本文抜粋:

遠方での暗黒銀河の候補を6個発見
【2018年5月29日 スイス連邦工科大学チューリッヒ校】
宇宙の中で銀河が生まれる過程については、ここ半世紀以上の間に理解がかなり進んできた。しかし、「銀河間物質」と呼ばれる希薄なガスから恒星の集団が生まれる正確なプロセスがどのようなものであるかはいまだ解明されておらず、大きな問題として残されている。最近の理論モデルから示唆される一つの説として、大量のガスは存在しているが星はまだほとんど生み出されない、という時期が銀河形成の初めのころに存在する、という考え方がある。
しかし、そのような「暗黒期」の銀河(暗黒銀河)は可視光線をあまり放射することがないため、今のところその存在を直接証明することはできていない。もし観測で暗黒銀河が見つかれば、銀河の進化を考える上での重要な空白を埋めるものとなる。
このような中、スイス連邦工科大学チューリッヒ校のRaffaella Anna MarinoさんとSebastiano Cantalupoさんたちの研究チームは、これまでにない効率のよい手法で暗黒銀河の候補探しを行った。
観測のターゲットである暗黒銀河の暗さという問題を克服するため、研究チームは暗黒銀河を探す「懐中電灯」としてクエーサーを利用した。クエーサーが放射する強い紫外線は水素原子を発光させ、そのスペクトルに「ライマンα線」という輝線が現れる。そのため、クエーサーの近くに暗黒銀河があると、暗黒銀河に含まれる水素からライマンα輝線が多く出て、目に見えるようになるのだ。
このような物質の「蛍光」とも言える輝線スペクトルはこれまでにも暗黒銀河探しに利用されてきたが、これまでの観測は、特定のフィルターを必要とする比較的狭い波長域でしか行われていなかった。今回Marinoさんたちは、ヨーロッパ南天天文台の超大型望遠鏡VLTに搭載されている分光器MUSEを使い、過去の観測に比べてより遠方のクエーサーの周辺を広い波長域で探索した。

目標 1: 本文抜粋の「遠方での暗黒銀河の候補を6個発見」から「在する、という考え方がある。」までをすべて、「暗黒銀河」を「ダークギャラクシー」に置き換えて書き直してください。
これらのエントリは本文抜粋の内容とは無関係である。

[データ一覧]
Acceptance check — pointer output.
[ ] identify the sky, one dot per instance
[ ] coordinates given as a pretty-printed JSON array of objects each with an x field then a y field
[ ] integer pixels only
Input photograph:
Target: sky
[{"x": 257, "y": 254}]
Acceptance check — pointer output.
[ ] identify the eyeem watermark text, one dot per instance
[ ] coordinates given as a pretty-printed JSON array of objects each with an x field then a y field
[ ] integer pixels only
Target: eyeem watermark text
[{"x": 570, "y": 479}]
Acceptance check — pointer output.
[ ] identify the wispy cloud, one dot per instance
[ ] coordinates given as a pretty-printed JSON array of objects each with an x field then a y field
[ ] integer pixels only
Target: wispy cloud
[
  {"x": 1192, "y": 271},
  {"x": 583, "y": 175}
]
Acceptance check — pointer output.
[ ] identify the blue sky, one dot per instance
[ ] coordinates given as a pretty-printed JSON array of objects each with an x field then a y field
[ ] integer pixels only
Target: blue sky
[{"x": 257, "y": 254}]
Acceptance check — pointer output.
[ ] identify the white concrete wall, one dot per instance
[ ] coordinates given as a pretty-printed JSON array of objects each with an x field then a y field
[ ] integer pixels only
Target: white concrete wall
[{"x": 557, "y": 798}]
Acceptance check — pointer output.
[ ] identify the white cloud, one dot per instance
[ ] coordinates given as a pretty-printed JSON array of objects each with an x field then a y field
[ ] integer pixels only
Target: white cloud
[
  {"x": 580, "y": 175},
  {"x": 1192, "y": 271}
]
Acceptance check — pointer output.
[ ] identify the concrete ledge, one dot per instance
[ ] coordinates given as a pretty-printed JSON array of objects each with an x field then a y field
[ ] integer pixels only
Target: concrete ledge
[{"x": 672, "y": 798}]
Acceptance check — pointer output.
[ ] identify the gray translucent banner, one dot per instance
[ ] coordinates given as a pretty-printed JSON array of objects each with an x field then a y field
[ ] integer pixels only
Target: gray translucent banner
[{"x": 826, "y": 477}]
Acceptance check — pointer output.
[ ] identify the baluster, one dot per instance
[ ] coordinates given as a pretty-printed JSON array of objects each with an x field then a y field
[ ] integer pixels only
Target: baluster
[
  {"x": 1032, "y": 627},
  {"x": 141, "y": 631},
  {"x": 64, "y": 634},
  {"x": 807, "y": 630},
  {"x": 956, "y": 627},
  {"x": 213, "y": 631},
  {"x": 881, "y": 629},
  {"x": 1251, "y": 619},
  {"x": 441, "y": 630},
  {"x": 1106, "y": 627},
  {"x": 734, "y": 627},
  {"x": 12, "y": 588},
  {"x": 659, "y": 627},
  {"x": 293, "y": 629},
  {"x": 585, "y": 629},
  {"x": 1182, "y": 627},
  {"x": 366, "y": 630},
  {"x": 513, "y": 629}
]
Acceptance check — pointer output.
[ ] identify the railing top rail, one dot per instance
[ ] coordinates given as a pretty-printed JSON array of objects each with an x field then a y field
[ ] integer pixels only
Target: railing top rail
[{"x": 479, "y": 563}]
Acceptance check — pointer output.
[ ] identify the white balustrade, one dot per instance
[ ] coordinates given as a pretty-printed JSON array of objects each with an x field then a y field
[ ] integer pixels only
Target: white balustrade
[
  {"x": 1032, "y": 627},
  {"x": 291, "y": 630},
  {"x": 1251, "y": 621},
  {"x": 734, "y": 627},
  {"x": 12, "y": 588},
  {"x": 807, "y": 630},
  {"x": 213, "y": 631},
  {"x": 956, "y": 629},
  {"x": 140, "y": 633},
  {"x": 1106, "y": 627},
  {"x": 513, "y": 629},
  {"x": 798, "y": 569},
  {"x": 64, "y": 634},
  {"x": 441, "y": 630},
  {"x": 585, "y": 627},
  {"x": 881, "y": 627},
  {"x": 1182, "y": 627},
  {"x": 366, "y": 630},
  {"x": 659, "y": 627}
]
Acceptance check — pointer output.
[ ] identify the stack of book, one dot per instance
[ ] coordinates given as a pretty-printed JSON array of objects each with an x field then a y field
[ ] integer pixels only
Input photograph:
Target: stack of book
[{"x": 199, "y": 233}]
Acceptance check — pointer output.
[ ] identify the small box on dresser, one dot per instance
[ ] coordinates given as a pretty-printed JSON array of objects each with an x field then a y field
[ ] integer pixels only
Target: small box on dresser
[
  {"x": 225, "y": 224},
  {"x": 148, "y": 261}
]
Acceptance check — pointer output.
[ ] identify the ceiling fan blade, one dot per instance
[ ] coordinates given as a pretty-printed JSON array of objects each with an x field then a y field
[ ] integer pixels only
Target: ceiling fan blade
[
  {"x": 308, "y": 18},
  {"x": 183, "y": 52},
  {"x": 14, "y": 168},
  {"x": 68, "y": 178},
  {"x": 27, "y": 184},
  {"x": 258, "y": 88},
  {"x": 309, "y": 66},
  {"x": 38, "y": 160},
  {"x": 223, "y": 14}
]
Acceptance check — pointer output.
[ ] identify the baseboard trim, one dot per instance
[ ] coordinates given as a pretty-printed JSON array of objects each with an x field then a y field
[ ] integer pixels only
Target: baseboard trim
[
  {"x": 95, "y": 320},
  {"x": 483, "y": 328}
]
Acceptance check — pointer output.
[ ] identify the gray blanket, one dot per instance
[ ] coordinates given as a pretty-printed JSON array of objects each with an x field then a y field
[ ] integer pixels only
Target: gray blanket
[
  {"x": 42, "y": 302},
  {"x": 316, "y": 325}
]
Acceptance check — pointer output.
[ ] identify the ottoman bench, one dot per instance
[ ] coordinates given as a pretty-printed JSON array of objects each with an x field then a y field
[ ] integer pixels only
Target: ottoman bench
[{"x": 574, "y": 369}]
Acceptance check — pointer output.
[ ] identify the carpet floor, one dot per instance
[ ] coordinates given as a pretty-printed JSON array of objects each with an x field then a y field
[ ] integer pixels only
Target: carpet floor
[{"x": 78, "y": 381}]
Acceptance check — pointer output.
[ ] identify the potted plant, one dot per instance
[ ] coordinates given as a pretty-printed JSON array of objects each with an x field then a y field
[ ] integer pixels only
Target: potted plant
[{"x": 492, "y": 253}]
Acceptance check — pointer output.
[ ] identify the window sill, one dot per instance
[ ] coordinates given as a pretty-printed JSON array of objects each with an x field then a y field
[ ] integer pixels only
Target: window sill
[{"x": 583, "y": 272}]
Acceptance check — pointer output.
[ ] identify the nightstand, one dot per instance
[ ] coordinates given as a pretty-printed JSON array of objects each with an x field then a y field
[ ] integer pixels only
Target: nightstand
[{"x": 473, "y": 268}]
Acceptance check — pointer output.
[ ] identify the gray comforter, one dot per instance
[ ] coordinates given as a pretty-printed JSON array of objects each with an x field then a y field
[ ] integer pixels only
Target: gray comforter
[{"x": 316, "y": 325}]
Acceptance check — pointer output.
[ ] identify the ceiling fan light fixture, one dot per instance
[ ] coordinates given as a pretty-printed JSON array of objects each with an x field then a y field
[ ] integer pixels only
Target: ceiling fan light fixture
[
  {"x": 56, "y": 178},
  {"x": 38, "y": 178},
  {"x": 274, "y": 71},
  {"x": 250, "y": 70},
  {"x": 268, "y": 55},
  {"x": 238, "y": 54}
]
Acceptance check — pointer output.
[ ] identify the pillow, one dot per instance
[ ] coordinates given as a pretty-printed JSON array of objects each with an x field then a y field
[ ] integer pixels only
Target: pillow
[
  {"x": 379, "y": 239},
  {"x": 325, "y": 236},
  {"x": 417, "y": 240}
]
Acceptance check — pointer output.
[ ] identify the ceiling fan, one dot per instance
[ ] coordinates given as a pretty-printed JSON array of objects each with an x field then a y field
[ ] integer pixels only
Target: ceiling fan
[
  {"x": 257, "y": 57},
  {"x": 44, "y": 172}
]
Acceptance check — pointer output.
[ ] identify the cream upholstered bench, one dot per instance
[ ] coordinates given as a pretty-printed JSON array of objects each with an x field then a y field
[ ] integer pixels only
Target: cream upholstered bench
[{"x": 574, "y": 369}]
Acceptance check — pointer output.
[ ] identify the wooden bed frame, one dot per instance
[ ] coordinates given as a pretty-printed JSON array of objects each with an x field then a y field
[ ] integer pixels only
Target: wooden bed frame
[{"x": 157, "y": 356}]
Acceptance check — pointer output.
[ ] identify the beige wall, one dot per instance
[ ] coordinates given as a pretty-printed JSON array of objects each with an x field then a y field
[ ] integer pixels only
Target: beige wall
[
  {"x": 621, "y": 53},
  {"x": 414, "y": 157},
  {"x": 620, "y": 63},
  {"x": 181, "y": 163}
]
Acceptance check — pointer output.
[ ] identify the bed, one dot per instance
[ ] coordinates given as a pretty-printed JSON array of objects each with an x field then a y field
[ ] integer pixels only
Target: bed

目標 2: エントリの中から文字列「cloud」を含む行をすべて特定し、そのまま書き写すこと。大文字と小文字は区別する。

演習の出力 1:
遠方でのダークギャラクシーの候補を6個発見
【2018年5月29日 スイス連邦工科大学チューリッヒ校】
宇宙の中で銀河が生まれる過程については、ここ半世紀以上の間に理解がかなり進んできた。しかし、「銀河間物質」と呼ばれる希薄なガスから恒星の集団が生まれる正確なプロセスがどのようなものであるかはいまだ解明されておらず、大きな問題として残されている。最近の理論モデルから示唆される一つの説として、大量のガスは存在しているが星はまだほとんど生み出されない、という時期が銀河形成の初めのころに存在する、という考え方がある。

演習の出力 2:
[ ] identify the wispy cloud, one dot per instance
Target: wispy cloud
[ ] identify the white cloud, one dot per instance
Target: white cloud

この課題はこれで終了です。